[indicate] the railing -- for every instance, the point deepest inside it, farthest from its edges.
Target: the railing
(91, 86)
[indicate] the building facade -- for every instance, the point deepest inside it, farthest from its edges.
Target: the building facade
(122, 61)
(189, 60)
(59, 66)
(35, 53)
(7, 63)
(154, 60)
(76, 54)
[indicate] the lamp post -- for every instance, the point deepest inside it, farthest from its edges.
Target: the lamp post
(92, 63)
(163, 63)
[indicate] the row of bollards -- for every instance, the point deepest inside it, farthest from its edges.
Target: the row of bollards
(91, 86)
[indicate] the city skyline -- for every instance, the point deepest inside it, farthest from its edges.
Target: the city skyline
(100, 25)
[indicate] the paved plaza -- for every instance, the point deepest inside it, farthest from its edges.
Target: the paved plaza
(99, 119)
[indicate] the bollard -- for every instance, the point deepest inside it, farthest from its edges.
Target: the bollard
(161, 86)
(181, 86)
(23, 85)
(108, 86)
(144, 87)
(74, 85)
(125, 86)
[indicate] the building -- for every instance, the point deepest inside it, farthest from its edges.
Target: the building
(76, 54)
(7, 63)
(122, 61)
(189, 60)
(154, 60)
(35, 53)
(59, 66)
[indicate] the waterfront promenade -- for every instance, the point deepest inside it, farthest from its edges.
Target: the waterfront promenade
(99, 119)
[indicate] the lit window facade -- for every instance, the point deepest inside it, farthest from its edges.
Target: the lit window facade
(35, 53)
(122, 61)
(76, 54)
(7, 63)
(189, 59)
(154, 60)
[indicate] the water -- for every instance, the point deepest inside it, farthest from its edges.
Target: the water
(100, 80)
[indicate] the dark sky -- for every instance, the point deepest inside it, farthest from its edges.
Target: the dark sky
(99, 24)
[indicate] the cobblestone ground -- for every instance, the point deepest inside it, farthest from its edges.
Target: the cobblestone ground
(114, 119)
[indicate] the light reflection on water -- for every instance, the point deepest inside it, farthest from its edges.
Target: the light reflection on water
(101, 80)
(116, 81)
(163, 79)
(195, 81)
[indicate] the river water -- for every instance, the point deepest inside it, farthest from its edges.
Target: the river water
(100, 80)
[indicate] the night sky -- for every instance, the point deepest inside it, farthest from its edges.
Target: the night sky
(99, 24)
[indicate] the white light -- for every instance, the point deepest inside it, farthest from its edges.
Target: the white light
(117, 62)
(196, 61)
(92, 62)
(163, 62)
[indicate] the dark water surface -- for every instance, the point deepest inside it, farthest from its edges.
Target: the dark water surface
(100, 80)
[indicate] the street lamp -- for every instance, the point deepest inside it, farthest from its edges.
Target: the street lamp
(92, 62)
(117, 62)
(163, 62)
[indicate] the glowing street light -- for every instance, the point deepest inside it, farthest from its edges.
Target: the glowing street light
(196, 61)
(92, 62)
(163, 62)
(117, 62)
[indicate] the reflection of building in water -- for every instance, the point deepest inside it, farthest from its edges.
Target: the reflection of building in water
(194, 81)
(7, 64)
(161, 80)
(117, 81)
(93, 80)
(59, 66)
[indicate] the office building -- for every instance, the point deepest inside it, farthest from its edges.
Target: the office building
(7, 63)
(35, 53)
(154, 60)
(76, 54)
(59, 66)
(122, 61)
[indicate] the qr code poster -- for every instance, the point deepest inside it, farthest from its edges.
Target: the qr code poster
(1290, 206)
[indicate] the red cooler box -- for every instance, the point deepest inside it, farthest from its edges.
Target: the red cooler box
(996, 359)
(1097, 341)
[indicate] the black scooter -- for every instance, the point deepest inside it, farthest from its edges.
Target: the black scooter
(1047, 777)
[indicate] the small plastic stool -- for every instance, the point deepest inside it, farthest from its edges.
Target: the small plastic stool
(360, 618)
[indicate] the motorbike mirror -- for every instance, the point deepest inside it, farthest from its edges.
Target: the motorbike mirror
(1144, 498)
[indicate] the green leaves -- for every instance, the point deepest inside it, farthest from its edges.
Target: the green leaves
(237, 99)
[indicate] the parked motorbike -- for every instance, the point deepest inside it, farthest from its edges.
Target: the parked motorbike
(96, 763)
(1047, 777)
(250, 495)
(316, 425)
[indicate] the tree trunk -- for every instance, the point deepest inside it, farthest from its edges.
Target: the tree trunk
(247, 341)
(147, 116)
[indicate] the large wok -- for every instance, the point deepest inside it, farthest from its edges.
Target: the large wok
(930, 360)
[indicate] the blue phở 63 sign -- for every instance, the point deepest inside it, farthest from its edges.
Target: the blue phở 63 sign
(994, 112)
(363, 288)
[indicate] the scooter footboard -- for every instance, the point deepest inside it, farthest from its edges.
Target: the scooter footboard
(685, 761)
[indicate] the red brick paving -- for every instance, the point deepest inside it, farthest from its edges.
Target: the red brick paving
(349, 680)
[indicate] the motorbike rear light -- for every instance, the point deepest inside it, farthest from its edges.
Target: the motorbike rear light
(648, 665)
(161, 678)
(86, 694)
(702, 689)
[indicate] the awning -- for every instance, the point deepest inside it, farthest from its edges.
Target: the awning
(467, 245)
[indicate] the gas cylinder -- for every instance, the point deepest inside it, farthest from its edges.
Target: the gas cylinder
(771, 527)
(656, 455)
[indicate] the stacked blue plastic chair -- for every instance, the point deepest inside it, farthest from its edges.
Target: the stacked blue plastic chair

-----

Work required:
Every record above belongs in the answer, reproduced exactly.

Worked solution:
[indicate] the railing -- for every instance, the point deepest inside it, farthest from its edges.
Target: the railing
(91, 86)
[indicate] the building facade -- for every instance, the point deepest inside it, farthest from its edges.
Target: the building facade
(122, 61)
(189, 60)
(59, 66)
(35, 53)
(7, 63)
(154, 60)
(76, 54)
[indicate] the lamp post -- for every instance, the point deepest inside it, farthest from its edges.
Target: the lamp post
(92, 63)
(163, 63)
[indicate] the row of bollards -- for every instance, the point deepest inside it, farthest from its edges.
Target: the row of bollards
(91, 86)
[indicate] the city skyline -- for every instance, the point deepest inside it, farthest from its edges.
Target: the city skyline
(100, 25)
[indicate] the paved plaza -- for every instance, the point deepest inside it, farthest from its edges.
Target: the paved plaza
(99, 119)
[indicate] the bollard -- for every instance, the point deepest inside it, farthest from its edges.
Target: the bollard
(161, 86)
(181, 86)
(23, 85)
(108, 86)
(144, 87)
(74, 85)
(125, 86)
[indicate] the building -- for every instance, the point deepest inside it, farthest from its edges.
Target: the building
(76, 54)
(7, 63)
(122, 61)
(189, 60)
(154, 60)
(35, 53)
(59, 66)
[indicate] the waterfront promenade -- for every instance, the point deepest inside it, farthest from its edges.
Target: the waterfront promenade
(99, 119)
[indicate] the lit window facade -- for every instance, the point deepest inside it, farthest from its edges.
Target: the lit window facade
(35, 53)
(122, 61)
(76, 54)
(7, 63)
(189, 59)
(154, 60)
[indicate] the water -- for every instance, the point deepest inside it, farthest from its edges.
Target: the water
(100, 80)
[indicate] the dark sky -- for every instance, the point deepest inside it, farthest from its edges.
Target: the dark sky
(99, 24)
[indicate] the cobblestone ground -- for every instance, the point deepest inside it, farthest from its edges.
Target: the cobblestone ground
(114, 119)
[indicate] the light reflection on water -- for every instance, the point deepest inside it, farthest from its edges.
Target: the light reflection on water
(101, 80)
(116, 81)
(163, 79)
(195, 81)
[indicate] the river water -- for every instance, the point deepest inside it, farthest from its edges.
Target: the river water
(100, 80)
[indicate] the night sky -- for every instance, the point deepest inside it, farthest from its edges.
Target: the night sky
(99, 24)
[indicate] the white light -- for every instance, the point deepest inside it, farthest from its edges.
Target: the white light
(117, 62)
(196, 61)
(92, 62)
(163, 62)
[indicate] the dark water surface -- for every instance, the point deepest inside it, farthest from its edges.
Target: the dark water surface
(100, 80)
[indicate] the street lamp -- for every instance, the point deepest inside it, farthest from its edges.
Target: the street lamp
(92, 62)
(117, 62)
(163, 62)
[indicate] the glowing street light -- for every instance, the point deepest inside it, farthest from its edges.
Target: the glowing street light
(196, 61)
(92, 62)
(163, 62)
(117, 62)
[indicate] the reflection of building in water -- for every instance, the point deepest inside it, farthest from its edges.
Target: the reflection of building in water
(194, 81)
(7, 64)
(161, 80)
(117, 81)
(93, 80)
(59, 66)
[indicate] the office building -- for every instance, the point deepest inside it, farthest from its edges.
Target: the office building
(7, 63)
(35, 53)
(154, 60)
(76, 54)
(59, 66)
(122, 61)
[indicate] the qr code poster -- for every instance, the point deepest inside it, farthest from its edges.
Target: the qr code poster
(1290, 206)
[indicate] the red cooler box -- for every instance, the point deepest inside it, farthest from its edges.
Target: the red cooler box
(996, 359)
(1097, 341)
[indicate] the black scooter -- for every instance, the point deepest inside it, farthest from its edges.
Target: the black scooter
(1047, 777)
[indicate] the small plastic stool -- for every instance, the point deepest inside it, farthest from its edges.
Target: the small plastic stool
(360, 618)
[indicate] the motorbike mirror -- for every instance, the point deepest inside it, farthest from its edges.
Target: the motorbike mirror
(1144, 498)
[indicate] the green leaves -- for every instance, the point deepest inside it, farthest from its edges.
Target: the green leaves
(237, 99)
[indicate] the parked motorbike -- for every instance, the point deepest inside it, farthest from its edges.
Target: the parked motorbike
(96, 763)
(1047, 777)
(250, 495)
(316, 425)
[indicate] the tree trunk -- for every instance, the point deepest inside it, farthest from its edges.
Target: the tree trunk
(247, 341)
(147, 116)
[indicate] the large wok -- for every instance, the point deepest inside it, farthest from its edges.
Target: the large wok
(930, 360)
[indicate] the blue phở 63 sign -- for every instance, the point deepest inside it, farthest from its edges.
Target: the blue phở 63 sign
(994, 112)
(363, 288)
[indicate] the scooter footboard -- for every instance, the point deepest inside it, farthest from its edges.
Target: the scooter footboard
(685, 761)
[indicate] the red brick paving -- for every instance, the point deepest inside it, farthest from its edges.
Target: the red brick paving
(349, 680)
[indicate] the motorbike rear light -- for every instance, the point deepest inside it, farthest from its edges.
Target: the motorbike rear light
(648, 665)
(161, 678)
(86, 694)
(702, 689)
[indicate] the awning -- for every instance, the point deepest inside it, farthest from its edges.
Target: the awning
(467, 245)
[indicate] the gas cylinder -- for every instance, the point deepest inside it, farthest from its edges.
Target: the gas cylinder
(771, 527)
(656, 455)
[indicate] the stacked blue plastic chair -- for every instance, the point deepest inside it, farthest from its edges.
Target: the stacked blue plastic chair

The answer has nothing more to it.